# Texto proporcionado
━━━━━━━━━━━━━━━━

Ante el fracaso cosechado por las políticas de estímulos, otra farola más reciente es la idea de que el BCE debe bajar más los tipos para provocar cierta inflación (o corregir la desinflación) en nuestro país y hacer así más llevadero el pago de la deuda. Si a los alemanes se les dispara la inflación, que les den, claro. Y si la inflación patria supone que el esfuerzo fiscal se diluye de forma regresiva por toda la sociedad, tanto peor para los pringuis, cuyo sufrimiento no resultará visible a nivel macroscópico, como invisibles son los cadáveres de inmigrantes en el fondo del mar.

 

Cabe mencionar otro dilema que también se niega de forma generalizada en España: si quieres tener unos bancos saneados para evitar nuevos rescates, las entidades han de dejar de prestar al ritmo al que venían haciéndolo. Bastante bien se portan si en términos interanuales reducen solo en un 2%-5% los créditos concedidos; equiparar eso a un “cierre del grifo” revela ignorancia o mala fe (en ambos casos, muy mal periodismo), porque resulta que durante muchos años estuvieron prestando a un ritmo que crecía a un ritmo del 10%-20% anual. O sea que ni de lejos se han compensado aún los excesos cometidos. Otra cosa es que una parte del dinero recibido y no transformado en crédito se siga dedicando a bonus y sueldos escandalosos de los Botines y compañía, pero probablemente ese dinero de más que se están embolsando no debería destinarse a nuevos créditos a pymes y particulares, sino a robustecer más rápidamente el balance de los bancos.

━━━━━━━━━━━━━━━━

# Filas almacenadas
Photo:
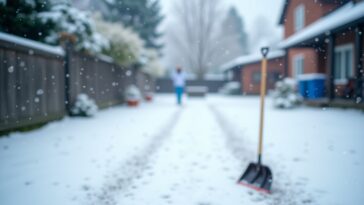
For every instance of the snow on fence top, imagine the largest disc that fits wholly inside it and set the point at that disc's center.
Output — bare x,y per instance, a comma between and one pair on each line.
342,16
312,76
57,50
247,59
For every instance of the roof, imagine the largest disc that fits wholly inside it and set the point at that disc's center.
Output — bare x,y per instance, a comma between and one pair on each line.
345,15
286,3
283,14
249,59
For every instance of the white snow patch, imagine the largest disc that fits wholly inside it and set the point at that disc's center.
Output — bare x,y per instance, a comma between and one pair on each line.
252,58
57,50
340,17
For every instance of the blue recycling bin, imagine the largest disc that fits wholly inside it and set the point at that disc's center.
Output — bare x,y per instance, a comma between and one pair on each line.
316,88
312,86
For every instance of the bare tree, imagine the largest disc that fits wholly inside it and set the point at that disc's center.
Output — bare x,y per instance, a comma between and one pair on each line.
194,34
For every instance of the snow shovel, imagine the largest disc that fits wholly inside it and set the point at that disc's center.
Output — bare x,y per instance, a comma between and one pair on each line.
258,176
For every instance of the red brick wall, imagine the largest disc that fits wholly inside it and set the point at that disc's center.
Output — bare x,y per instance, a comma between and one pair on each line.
314,9
311,63
249,86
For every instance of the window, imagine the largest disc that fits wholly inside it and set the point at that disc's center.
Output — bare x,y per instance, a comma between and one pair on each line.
298,63
256,77
299,17
343,63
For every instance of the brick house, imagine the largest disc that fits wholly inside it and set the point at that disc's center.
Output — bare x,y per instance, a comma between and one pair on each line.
247,71
326,37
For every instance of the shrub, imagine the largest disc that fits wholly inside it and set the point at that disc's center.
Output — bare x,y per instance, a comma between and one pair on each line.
84,106
132,92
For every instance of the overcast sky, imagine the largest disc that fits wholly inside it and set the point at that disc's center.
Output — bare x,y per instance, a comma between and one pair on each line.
250,10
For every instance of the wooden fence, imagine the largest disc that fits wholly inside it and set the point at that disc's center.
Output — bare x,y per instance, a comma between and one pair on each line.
33,81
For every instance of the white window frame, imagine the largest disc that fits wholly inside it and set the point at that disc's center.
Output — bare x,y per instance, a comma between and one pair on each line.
298,65
299,17
341,67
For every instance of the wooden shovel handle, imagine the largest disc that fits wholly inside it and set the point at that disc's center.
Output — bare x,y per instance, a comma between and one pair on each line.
263,81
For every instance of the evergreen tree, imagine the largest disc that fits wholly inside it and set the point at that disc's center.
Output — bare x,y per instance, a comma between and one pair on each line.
19,17
233,38
233,27
141,15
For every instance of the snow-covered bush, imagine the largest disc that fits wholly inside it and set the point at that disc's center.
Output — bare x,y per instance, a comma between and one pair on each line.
132,92
126,47
230,88
285,94
68,19
84,106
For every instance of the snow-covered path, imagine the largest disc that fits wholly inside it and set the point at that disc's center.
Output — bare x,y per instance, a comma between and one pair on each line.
163,154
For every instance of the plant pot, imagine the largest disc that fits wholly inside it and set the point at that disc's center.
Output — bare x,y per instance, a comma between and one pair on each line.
132,102
148,97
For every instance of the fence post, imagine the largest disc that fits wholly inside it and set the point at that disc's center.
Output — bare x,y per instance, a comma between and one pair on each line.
67,42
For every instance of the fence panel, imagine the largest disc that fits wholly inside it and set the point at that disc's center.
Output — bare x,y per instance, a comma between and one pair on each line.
31,85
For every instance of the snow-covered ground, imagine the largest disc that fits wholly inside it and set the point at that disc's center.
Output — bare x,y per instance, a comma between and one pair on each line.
159,154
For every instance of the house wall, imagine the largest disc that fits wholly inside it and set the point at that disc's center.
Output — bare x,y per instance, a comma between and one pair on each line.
314,9
250,86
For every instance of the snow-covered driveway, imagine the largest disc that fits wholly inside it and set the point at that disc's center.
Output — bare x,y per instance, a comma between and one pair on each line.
162,154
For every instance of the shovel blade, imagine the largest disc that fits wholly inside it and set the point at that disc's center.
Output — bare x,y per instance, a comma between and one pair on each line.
258,177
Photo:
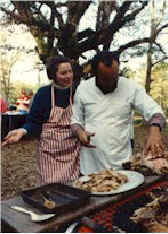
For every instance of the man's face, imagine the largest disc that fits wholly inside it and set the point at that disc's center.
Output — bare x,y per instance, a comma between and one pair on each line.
107,77
64,75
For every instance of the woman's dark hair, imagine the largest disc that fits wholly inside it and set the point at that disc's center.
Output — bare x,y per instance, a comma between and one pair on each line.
106,57
52,65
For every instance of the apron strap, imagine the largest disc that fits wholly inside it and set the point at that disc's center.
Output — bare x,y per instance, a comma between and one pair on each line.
71,96
52,97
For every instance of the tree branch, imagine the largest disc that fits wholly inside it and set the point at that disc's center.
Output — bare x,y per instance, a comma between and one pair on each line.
153,64
134,43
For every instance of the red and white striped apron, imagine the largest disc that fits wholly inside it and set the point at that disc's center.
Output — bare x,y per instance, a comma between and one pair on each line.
58,159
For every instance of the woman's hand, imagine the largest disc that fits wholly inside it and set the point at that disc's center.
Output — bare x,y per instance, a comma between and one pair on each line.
84,138
154,143
13,136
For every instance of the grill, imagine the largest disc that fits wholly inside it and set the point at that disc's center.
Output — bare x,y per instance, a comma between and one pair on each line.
116,218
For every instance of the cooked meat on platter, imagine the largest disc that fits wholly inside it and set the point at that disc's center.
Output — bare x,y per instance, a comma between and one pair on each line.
104,181
157,164
154,216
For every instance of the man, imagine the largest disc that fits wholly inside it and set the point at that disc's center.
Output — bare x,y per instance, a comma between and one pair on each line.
102,115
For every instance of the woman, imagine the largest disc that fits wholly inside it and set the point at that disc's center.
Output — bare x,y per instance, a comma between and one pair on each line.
49,119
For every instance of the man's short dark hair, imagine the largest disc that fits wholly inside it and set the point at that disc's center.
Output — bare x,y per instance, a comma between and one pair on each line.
106,57
52,65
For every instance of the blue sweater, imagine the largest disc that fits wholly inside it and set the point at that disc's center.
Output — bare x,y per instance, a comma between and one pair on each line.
41,107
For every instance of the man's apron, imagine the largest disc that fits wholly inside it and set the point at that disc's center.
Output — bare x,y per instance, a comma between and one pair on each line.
58,159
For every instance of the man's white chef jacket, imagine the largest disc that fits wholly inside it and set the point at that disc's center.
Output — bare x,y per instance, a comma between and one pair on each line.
109,117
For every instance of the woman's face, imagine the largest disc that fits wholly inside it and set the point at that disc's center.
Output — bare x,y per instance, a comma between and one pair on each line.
64,75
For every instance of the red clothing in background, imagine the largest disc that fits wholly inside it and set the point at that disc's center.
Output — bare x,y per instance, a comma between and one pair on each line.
4,106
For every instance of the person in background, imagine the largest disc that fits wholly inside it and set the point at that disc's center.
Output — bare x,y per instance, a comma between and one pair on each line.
49,119
4,106
102,113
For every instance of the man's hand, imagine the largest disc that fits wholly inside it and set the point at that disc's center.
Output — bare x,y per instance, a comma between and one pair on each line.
13,136
154,142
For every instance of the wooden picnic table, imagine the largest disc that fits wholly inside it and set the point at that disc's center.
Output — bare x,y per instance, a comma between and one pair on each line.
13,221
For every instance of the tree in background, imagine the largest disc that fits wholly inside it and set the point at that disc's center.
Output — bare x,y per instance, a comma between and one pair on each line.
56,26
7,61
155,27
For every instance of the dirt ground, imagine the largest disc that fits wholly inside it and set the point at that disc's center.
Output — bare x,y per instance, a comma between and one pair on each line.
18,163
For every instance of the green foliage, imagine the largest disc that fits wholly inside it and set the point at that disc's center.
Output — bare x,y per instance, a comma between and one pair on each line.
159,85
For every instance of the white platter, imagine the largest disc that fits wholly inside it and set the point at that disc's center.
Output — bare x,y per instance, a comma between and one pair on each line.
134,180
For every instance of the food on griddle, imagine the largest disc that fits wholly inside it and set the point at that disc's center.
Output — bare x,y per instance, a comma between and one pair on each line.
154,216
149,164
49,204
104,181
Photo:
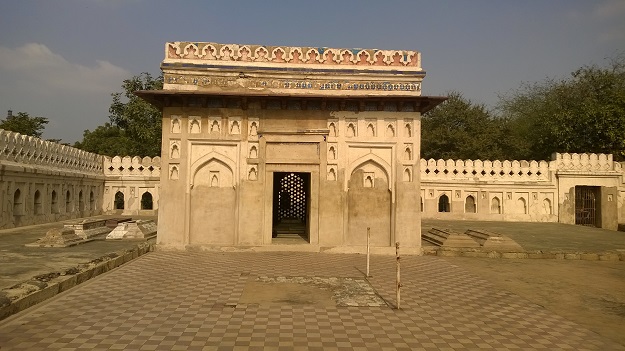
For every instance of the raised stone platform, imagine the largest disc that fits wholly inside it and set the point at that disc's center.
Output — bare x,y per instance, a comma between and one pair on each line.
73,234
133,230
58,237
494,241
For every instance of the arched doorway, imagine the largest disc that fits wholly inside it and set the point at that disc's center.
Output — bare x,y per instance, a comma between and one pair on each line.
291,193
146,201
119,200
443,203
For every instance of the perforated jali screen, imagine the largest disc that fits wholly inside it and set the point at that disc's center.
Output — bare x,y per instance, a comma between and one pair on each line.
292,197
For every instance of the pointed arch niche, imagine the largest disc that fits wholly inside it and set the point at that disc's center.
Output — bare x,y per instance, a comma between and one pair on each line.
368,192
212,202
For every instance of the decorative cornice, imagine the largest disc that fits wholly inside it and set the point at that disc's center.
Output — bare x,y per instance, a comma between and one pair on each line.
293,84
284,55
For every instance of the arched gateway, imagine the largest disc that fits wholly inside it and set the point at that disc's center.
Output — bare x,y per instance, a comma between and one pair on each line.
278,141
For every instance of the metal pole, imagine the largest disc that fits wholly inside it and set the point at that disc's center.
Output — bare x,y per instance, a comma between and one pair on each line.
398,269
368,251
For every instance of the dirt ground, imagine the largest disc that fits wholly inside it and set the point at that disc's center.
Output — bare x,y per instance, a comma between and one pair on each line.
591,293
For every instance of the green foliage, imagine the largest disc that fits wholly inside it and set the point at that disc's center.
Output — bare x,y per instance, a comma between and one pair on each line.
460,129
584,113
135,125
24,124
106,140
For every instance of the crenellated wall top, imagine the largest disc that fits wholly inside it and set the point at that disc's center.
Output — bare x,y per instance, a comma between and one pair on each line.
290,55
478,170
132,166
566,162
26,150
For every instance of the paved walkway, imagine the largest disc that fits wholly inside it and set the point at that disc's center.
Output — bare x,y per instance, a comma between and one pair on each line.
190,301
19,263
542,236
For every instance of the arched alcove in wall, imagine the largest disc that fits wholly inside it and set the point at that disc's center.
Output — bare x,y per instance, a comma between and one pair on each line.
469,204
443,204
495,205
213,201
147,201
54,202
119,200
37,203
369,204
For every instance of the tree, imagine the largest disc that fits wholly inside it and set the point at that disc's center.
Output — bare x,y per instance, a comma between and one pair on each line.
135,125
106,140
24,124
584,113
460,129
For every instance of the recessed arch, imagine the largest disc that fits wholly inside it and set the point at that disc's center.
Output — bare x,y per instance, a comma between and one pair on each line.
147,201
547,206
54,202
91,201
68,202
210,157
37,202
119,200
443,203
375,159
469,204
495,205
18,205
81,201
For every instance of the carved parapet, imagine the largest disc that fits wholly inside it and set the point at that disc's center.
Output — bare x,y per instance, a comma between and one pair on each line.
27,151
302,71
585,163
287,55
132,166
478,170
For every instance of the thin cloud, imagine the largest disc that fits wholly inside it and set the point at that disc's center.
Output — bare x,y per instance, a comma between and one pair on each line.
606,17
36,67
609,9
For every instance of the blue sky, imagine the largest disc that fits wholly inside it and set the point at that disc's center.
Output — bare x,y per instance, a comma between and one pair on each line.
62,59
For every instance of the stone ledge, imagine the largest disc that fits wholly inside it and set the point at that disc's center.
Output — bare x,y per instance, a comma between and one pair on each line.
617,255
44,286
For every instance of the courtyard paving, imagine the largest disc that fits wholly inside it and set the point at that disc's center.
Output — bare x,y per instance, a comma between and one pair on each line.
299,300
192,301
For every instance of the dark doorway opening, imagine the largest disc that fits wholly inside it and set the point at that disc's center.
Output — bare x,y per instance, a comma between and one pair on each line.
586,205
291,197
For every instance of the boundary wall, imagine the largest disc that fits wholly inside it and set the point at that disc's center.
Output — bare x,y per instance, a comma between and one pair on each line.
136,180
535,191
42,181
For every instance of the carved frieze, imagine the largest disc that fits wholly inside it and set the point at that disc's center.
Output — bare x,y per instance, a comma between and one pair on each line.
181,51
291,84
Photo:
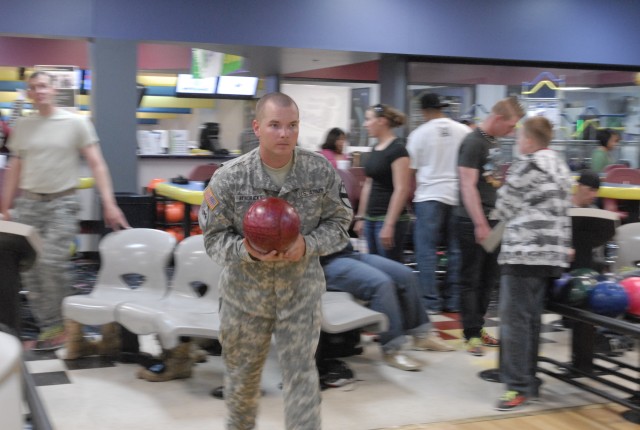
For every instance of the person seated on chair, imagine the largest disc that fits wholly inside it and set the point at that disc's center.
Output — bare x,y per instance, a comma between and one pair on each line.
391,288
601,156
586,190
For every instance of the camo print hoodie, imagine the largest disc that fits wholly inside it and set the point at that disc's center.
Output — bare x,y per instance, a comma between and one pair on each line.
534,201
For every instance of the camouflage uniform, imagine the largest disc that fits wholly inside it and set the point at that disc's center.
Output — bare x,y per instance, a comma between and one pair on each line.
258,298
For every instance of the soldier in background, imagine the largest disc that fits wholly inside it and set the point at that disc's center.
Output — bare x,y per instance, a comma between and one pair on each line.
273,293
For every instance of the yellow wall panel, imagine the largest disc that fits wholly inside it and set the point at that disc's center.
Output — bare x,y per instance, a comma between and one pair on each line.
9,74
157,81
177,102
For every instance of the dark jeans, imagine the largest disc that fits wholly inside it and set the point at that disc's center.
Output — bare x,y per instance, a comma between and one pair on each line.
521,305
479,273
372,235
433,218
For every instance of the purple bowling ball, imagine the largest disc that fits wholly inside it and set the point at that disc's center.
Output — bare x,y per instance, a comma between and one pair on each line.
608,298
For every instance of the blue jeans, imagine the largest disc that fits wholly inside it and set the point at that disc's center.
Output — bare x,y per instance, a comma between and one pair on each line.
521,305
433,218
372,235
479,273
388,286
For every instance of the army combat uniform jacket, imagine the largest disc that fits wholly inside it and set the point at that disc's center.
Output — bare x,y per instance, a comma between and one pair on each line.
274,289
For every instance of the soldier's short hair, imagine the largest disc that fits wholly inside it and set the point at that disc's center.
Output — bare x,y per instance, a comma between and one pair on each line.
276,98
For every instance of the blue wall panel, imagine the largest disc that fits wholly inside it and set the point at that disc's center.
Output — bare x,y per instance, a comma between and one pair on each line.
577,31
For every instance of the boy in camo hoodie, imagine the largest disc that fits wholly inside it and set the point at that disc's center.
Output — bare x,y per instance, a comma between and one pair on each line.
535,248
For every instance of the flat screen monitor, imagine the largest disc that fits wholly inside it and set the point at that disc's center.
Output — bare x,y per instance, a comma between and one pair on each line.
237,86
141,90
86,81
188,86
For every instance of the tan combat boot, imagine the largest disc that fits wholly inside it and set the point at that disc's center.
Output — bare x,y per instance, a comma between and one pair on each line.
76,345
178,364
111,342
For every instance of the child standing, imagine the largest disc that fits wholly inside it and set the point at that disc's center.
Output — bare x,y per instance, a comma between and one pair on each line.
533,202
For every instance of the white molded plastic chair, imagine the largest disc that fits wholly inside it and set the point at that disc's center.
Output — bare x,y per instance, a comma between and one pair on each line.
137,251
341,313
628,241
183,312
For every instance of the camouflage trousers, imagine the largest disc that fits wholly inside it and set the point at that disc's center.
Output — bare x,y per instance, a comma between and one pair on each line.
48,282
245,342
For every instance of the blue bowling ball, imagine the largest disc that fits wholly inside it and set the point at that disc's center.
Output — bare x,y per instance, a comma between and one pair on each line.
608,298
559,287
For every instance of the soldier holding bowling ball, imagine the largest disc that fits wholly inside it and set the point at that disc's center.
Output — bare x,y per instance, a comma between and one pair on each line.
265,292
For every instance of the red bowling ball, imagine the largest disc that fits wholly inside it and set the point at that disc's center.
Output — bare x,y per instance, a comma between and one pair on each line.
271,224
632,287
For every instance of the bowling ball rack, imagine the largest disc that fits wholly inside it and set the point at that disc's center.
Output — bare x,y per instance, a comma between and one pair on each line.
585,362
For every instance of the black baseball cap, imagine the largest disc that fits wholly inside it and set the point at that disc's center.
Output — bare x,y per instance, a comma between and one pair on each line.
431,101
589,178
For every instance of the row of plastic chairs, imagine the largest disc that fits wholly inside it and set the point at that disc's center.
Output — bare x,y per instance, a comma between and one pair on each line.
133,289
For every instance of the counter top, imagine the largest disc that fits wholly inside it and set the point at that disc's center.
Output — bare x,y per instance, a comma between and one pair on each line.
189,157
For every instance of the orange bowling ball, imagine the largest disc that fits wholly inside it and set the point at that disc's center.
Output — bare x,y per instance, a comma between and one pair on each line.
152,184
174,212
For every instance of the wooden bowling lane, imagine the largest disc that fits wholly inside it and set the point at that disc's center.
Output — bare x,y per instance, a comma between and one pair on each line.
592,417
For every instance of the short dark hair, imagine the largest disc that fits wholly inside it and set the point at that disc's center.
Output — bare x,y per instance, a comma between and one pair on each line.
603,136
332,137
277,98
393,115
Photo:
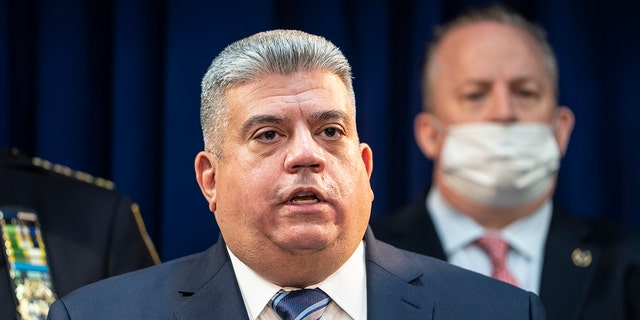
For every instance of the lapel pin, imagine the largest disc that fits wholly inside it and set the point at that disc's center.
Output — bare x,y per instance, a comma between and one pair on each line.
581,258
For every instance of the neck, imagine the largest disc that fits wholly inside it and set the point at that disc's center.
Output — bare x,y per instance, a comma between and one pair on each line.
489,217
294,269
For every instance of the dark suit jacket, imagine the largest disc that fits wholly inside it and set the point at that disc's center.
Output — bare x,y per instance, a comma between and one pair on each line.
608,288
400,285
90,232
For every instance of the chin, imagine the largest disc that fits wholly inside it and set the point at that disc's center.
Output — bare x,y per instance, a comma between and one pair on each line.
307,240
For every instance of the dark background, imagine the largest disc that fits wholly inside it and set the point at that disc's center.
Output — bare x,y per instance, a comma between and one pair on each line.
112,88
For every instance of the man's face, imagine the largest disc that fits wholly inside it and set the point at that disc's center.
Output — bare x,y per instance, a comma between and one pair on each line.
293,176
491,72
488,72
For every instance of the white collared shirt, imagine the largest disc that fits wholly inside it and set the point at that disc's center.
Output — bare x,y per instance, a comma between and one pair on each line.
347,288
526,238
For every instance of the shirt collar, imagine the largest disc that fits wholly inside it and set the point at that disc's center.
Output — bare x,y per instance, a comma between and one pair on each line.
257,291
456,230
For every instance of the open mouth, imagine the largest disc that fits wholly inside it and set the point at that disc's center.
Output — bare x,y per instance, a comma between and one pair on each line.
304,198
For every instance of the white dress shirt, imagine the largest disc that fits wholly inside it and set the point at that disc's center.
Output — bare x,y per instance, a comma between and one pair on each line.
347,288
526,238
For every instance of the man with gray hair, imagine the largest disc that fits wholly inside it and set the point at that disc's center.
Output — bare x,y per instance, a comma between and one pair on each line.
287,179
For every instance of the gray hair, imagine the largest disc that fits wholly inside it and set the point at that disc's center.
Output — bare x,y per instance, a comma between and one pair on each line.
265,53
492,13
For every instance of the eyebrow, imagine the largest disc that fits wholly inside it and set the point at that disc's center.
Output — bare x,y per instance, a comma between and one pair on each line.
260,119
330,115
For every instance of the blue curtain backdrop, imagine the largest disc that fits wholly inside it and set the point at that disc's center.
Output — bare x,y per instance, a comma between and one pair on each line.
112,88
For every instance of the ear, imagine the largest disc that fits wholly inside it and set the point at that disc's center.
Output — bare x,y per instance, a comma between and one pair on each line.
428,134
563,127
206,166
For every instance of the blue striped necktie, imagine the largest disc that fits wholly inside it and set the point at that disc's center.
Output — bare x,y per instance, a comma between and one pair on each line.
302,304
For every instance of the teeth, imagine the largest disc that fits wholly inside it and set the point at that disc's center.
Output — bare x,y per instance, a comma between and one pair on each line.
304,198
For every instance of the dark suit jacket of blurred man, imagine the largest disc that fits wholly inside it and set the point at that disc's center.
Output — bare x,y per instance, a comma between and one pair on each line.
91,232
590,270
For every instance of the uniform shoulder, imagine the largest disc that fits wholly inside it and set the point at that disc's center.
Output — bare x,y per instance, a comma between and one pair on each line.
14,159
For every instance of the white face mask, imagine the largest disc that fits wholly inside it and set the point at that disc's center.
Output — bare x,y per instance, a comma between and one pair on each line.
500,165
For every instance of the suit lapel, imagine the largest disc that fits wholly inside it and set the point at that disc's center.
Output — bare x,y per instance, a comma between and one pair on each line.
562,270
390,284
210,289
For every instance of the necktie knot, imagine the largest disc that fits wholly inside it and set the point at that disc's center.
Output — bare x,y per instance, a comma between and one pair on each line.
496,248
300,304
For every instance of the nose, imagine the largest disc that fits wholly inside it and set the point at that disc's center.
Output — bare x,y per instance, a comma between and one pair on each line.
502,106
304,152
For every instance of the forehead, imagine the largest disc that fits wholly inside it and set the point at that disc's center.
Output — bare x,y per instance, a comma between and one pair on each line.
301,91
489,49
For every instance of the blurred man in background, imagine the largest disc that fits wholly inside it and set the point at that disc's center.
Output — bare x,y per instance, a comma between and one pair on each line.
492,127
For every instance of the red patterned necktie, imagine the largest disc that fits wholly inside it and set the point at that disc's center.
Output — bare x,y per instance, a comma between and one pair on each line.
305,304
497,249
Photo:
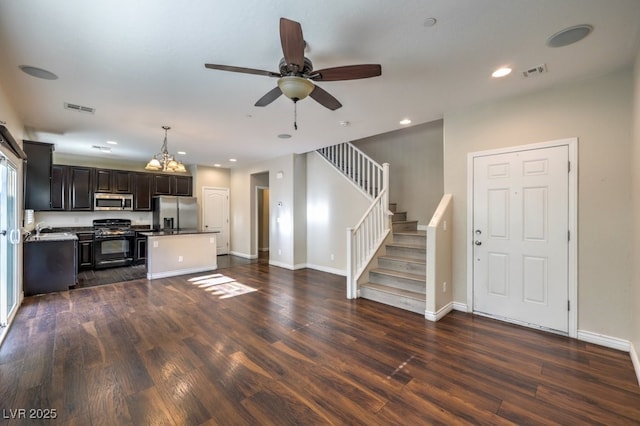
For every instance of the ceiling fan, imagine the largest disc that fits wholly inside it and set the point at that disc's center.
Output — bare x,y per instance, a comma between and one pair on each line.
296,76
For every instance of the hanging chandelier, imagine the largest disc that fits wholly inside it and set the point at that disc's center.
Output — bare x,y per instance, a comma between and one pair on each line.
163,160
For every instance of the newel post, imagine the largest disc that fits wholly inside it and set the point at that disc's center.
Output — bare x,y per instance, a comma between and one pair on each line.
351,285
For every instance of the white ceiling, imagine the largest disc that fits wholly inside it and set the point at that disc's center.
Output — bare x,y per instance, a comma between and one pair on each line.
140,64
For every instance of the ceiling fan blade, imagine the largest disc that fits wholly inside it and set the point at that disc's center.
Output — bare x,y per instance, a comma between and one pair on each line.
348,72
292,44
242,70
325,99
271,96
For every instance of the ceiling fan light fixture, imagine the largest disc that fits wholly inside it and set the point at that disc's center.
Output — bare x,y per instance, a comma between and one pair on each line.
295,88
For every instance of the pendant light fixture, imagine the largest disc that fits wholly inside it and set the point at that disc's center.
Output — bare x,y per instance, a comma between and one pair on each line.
164,161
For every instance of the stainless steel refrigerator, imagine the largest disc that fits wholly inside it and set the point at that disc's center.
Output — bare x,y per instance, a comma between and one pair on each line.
175,213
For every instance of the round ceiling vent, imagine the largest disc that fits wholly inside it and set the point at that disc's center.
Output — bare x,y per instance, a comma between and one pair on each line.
569,35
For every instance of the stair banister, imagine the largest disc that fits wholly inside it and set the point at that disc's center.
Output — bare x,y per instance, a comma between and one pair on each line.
364,239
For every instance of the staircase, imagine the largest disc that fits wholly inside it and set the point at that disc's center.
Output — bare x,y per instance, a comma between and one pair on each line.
399,279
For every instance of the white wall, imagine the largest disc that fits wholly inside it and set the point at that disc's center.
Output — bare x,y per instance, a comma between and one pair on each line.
635,160
332,206
415,161
287,247
599,113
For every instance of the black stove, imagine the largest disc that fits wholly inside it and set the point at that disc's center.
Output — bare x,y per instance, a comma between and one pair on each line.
109,228
113,242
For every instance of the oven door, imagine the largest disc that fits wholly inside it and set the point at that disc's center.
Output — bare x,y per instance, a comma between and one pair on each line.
113,251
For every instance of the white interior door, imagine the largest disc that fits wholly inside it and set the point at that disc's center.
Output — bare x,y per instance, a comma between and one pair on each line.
521,233
215,216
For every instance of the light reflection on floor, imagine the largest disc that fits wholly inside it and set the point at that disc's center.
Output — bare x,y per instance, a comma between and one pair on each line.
222,286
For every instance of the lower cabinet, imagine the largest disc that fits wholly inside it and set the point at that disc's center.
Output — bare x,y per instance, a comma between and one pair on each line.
141,249
85,250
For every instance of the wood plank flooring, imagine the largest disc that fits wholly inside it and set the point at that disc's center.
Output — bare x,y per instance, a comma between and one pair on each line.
294,352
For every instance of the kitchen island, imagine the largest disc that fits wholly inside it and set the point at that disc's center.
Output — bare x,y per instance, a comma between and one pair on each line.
49,263
171,253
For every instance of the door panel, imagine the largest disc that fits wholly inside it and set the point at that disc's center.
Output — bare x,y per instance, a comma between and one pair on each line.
215,216
520,220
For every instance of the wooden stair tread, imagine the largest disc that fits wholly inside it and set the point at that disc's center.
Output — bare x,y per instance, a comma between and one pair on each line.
404,259
409,246
396,291
412,233
399,274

━━━━━━━━━━━━━━━━

# Tareas del ejercicio
[1] En el texto sobre la deuda y la banca, ¿a qué ritmo anual crecían los préstamos de los bancos durante muchos años?
[2] Escribe una continuación del texto sobre la deuda y la banca a partir de su última oración.
Las filas son un material independiente del texto sobre la deuda y la banca.

# Resultados esperados
[1] A un ritmo del 10%-20% anual.

[2]
 

Otro argumento muy utilizado es el supuesto de que todo se solucionaría intensificando la lucha contra el fraude. Eso siempre me había sonado a farola, pero un artículo reciente escrito por un experto en la materia ha confirmado mis sospechas:

 

“Si se aplicara la estructura actual del IVA español a la base tributaria alemana, la recaudación en términos del PIB sería básicamente como la española. Así que menos ruido con el fraude”.

 

Parece increíble que el cretino de Montoro consiga convencer a Rajoy de que no hay necesidad de subir el IVA y logre imponerse así a de Guindos, a la OCDE, a la troika, a todo dios. En estos momentos es quizá el principal responsable del agravamiento de la deuda española; esperemos que algún día pague por su empecinamiento, por la soberbia con que desprecia una opinión a estas alturas prácticamente unánime.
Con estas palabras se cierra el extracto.